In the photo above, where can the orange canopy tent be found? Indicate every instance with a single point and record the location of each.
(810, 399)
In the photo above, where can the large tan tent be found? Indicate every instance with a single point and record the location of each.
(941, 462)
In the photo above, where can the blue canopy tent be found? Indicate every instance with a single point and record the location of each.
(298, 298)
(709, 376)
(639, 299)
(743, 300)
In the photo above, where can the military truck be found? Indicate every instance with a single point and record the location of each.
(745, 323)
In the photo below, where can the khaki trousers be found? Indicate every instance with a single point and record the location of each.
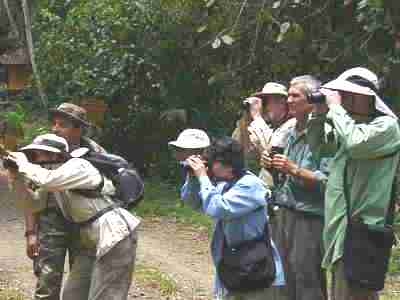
(108, 278)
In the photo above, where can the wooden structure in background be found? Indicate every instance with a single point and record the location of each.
(18, 69)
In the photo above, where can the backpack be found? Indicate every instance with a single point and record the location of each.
(126, 180)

☆ ☆ ☆ ☆ ☆

The answer must restate each entry word for word and contain no images.

* [Solution for this exercise]:
In the photo above, where can the orange canopy tent be found? Indicate every instance with a single point and record the location of each.
(810, 399)
In the photo above, where can the large tan tent be found? Indicate every instance with a single point and record the location of each.
(941, 462)
In the photo above, where can the blue canopy tent be found? Indicate every instance with a single point and record the location of each.
(298, 298)
(709, 376)
(639, 299)
(743, 300)
In the photo above, where can the military truck be found? Indicate every instance with a single point and record the location of each.
(745, 323)
In the photo below, where can the khaki trousers be found? Indicate every instance with a single point and record the location of each.
(108, 278)
In the photo above, where can the wooden structure in background be found? Indicate every instance with a single point and record the location of each.
(18, 69)
In the photo above, where can the backpack be found? Indicate every instance with a single point and record the location of each.
(126, 180)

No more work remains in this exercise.